Um outro conceito relevante é do dolo eventual. Esse dolo ocorre quando não se tem dolo, vontade direta de algo, mas se admite a consequência. Outro exemplo clássico é do sujeito que coloca uma bomba para abrir um cofre, mas admite a consequência a morte de pessoas que estão no cinema próximo. Apesar de não querer matar o sujeito admite a consequência da morte. A acusação será de homicídio doloso.

Para ser mais claro, o governador e o secretário do Distrito Federal podem ser acusados de coautoria dos atos, assim como os policiais que não agiram. Nesse ponto é relevante a mensagem que vazou do delegado Fernando Oliveira, que ocupava o cargo de secretário interino e que dizia ao governador que estava tudo pacífico “até agora”. Essa expressão mostra a clara noção da possibilidade das consequências que vimos, e mesmo assim os policiais escoltaram os terroristas até as portas do Supremo e as rampas do Congresso e do Palácio do governo.

Vídeos foram divulgados de pessoas agradecendo a ajuda via Pix e depósitos, e por evidente a tentativa de golpe não é o único crime. Temos ainda o crime de organização criminosa, que é reunir quatro ou mais pessoas para cometimento de crimes cujas penas sejam maiores que quatro anos (art. 1º da Lei 12.850/13). Há também o financiamento à organização criminosa (artigo 2º, pena de 3 a 8 anos).

**MATERIAL REUNIDO**
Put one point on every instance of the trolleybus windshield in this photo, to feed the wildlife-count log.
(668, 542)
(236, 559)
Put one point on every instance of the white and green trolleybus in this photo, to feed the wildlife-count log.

**OBJETIVO**
Repita o trecho na íntegra, sem nenhuma alteração. Baseie-se exclusivamente no trecho.

**SOLUÇÃO**
Um outro conceito relevante é do dolo eventual. Esse dolo ocorre quando não se tem dolo, vontade direta de algo, mas se admite a consequência. Outro exemplo clássico é do sujeito que coloca uma bomba para abrir um cofre, mas admite a consequência a morte de pessoas que estão no cinema próximo. Apesar de não querer matar o sujeito admite a consequência da morte. A acusação será de homicídio doloso.

Para ser mais claro, o governador e o secretário do Distrito Federal podem ser acusados de coautoria dos atos, assim como os policiais que não agiram. Nesse ponto é relevante a mensagem que vazou do delegado Fernando Oliveira, que ocupava o cargo de secretário interino e que dizia ao governador que estava tudo pacífico “até agora”. Essa expressão mostra a clara noção da possibilidade das consequências que vimos, e mesmo assim os policiais escoltaram os terroristas até as portas do Supremo e as rampas do Congresso e do Palácio do governo.

Vídeos foram divulgados de pessoas agradecendo a ajuda via Pix e depósitos, e por evidente a tentativa de golpe não é o único crime. Temos ainda o crime de organização criminosa, que é reunir quatro ou mais pessoas para cometimento de crimes cujas penas sejam maiores que quatro anos (art. 1º da Lei 12.850/13). Há também o financiamento à organização criminosa (artigo 2º, pena de 3 a 8 anos).